**Instructions:**
1. For each statement below, say whether it agrees with the robot API documentation that follows. Answer yes or no and quote the words of the documentation that decide it.
(a) The default value of the frame parameter of move_relative is 'world'.
(b) The return type of get_current_tool_id is None.
(c) For a Vacuum pump, release_with_tool corresponds to pulling air.
2. Reproduce the stretch of the robot API documentation below from "Create a dynamic" through "point_o, point_x, point_y)", word for word.

NiryoRobot.save_dynamic_frame_from_points(frame_name, description, point_origin, point_x, point_y, belong_to_workspace=False)[source]

Create a dynamic frame with 3 points (origin, x, y)

Example:

point_o = [-0.1, -0.1, 0.1]
point_x = [-0.2, -0.1, 0.1]
point_y = [-0.1, -0.2, 0.1]

robot.save_dynamic_frame_from_points("name", "une description test", point_o, point_x, point_y)
Parameters
  • frame_name (str) – name of the frame

  • description (str) – description of the frame

  • point_origin (list[float] [x, y, z]) – origin point of the frame

  • point_x (list[float] [x, y, z]) – point x of the frame

  • point_y (list[float] [x, y, z]) – point y of the frame

  • belong_to_workspace (boolean) – indicate if the frame belong to a workspace

Returns

status, message

Return type

(int, str)

NiryoRobot.edit_dynamic_frame(frame_name, new_frame_name, new_description)[source]

Modify a dynamic frame

Example:

robot.edit_dynamic_frame("name", "new_name", "new description")
Parameters
  • frame_name (str) – name of the frame

  • new_frame_name (str) – new name of the frame

  • new_description (str) – new description of the frame

Returns

status, message

Return type

(int, str)

NiryoRobot.delete_dynamic_frame(frame_name, belong_to_workspace=False)[source]

Delete a dynamic frame

Example:

robot.delete_saved_dynamic_frame("name")
Parameters
  • frame_name (str) – name of the frame to remove

  • belong_to_workspace (boolean) – indicate if the frame belong to a workspace

Returns

status, message

Return type

(int, str)

NiryoRobot.move_relative(offset, frame='world')[source]

Move robot end of a offset in a frame

Example:

robot.move_relative([0.05, 0.05, 0.05, 0.3, 0, 0], frame="default_frame")
Parameters
  • offset (list[float]) – list which contains offset of x, y, z, roll, pitch, yaw

  • frame (str) – name of local frame

Returns

status, message

Return type

(int, str)

NiryoRobot.move_linear_relative(offset, frame='world')[source]

Move robot end of a offset by a linear movement in a frame

Example:

robot.move_linear_relative([0.05, 0.05, 0.05, 0.3, 0, 0], frame="default_frame")
Parameters
  • offset (list[float]) – list which contains offset of x, y, z, roll, pitch, yaw

  • frame (str) – name of local frame

Returns

status, message

Return type

(int, str)

Tools

NiryoRobot.get_current_tool_id()[source]

Get equipped tool Id

Return type

ToolID

NiryoRobot.update_tool()[source]

Update equipped tool

Return type

None

NiryoRobot.grasp_with_tool()[source]

Grasp with tool | This action correspond to | - Close gripper for Grippers | - Pull Air for Vacuum pump | - Activate for Electromagnet

Return type

None

NiryoRobot.release_with_tool()[source]

Release with tool | This action correspond to | - Open gripper for Grippers | - Push Air for Vacuum pump | - Deactivate for Electromagnet

Return type

None

NiryoRobot.open_gripper(speed=500, max_torque_percentage=100, hold_torque_percentage=30)[source]

Open gripper

Parameters
  • speed (int) – Between 100 & 1000 (only for Niryo One and Ned1)

**Stored rows:**
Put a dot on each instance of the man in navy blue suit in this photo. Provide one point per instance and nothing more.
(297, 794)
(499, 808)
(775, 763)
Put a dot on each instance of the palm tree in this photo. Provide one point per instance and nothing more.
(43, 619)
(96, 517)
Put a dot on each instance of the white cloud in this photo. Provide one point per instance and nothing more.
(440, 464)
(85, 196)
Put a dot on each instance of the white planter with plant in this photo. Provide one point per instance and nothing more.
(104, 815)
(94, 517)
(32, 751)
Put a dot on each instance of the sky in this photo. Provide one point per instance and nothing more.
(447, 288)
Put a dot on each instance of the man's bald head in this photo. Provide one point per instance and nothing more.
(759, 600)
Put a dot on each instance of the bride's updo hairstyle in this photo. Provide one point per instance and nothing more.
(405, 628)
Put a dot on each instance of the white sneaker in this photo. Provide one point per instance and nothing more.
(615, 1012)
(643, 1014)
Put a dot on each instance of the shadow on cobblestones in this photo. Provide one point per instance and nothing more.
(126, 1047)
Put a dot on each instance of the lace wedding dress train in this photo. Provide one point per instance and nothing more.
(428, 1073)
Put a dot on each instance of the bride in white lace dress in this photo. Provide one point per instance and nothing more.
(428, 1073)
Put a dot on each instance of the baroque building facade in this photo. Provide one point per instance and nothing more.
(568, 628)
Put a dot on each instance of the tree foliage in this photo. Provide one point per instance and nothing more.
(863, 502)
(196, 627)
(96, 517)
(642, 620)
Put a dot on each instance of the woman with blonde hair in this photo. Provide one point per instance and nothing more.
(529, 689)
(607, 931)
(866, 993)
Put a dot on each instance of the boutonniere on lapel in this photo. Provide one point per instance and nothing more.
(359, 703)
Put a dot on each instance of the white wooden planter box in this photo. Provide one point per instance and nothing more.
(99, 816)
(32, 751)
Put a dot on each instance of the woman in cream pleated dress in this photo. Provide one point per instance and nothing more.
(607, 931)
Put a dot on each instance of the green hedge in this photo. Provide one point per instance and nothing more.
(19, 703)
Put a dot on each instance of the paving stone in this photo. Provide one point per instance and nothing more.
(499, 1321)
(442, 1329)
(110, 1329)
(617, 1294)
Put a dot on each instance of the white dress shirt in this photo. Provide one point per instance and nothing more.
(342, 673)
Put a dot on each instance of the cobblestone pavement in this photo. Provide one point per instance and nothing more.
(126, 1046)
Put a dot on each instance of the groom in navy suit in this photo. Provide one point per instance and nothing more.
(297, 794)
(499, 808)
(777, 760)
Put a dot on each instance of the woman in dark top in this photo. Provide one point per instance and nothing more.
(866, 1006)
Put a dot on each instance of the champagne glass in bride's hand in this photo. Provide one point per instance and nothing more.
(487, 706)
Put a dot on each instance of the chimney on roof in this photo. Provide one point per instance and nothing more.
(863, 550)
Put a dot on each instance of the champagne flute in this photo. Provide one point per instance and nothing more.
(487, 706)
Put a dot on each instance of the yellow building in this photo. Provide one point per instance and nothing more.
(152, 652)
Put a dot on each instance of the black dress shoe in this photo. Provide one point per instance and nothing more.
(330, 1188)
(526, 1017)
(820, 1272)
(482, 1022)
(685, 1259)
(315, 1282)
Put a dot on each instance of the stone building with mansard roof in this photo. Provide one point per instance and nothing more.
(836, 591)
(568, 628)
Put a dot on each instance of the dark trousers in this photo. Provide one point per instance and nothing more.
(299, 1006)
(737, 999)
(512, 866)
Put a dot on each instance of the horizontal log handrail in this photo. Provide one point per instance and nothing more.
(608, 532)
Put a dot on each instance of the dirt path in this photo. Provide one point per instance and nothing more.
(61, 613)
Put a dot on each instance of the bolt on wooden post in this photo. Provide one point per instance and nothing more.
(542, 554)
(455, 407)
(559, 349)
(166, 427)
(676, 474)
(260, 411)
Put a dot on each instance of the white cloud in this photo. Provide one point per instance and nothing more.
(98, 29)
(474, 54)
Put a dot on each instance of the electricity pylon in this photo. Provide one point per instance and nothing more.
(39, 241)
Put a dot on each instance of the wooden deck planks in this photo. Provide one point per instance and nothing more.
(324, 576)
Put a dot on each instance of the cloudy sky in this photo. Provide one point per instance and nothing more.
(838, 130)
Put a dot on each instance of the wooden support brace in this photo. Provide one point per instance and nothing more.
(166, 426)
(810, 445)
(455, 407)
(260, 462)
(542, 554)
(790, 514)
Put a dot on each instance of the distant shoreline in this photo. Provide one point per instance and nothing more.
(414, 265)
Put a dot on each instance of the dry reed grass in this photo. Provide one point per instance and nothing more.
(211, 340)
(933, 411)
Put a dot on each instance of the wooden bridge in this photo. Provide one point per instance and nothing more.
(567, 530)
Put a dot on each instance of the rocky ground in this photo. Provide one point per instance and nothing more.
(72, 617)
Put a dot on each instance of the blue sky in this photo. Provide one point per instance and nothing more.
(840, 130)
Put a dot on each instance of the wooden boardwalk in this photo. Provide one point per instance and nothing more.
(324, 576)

**Written responses:**
1.
(a) Yes: "NiryoRobot.move_relative(offset, frame='world')"
(b) No: "Return type ToolID"
(c) No: "Push Air for Vacuum pump"

2.
Create a dynamic frame with 3 points (origin, x, y)

Example:

point_o = [-0.1, -0.1, 0.1]
point_x = [-0.2, -0.1, 0.1]
point_y = [-0.1, -0.2, 0.1]

robot.save_dynamic_frame_from_points("name", "une description test", point_o, point_x, point_y)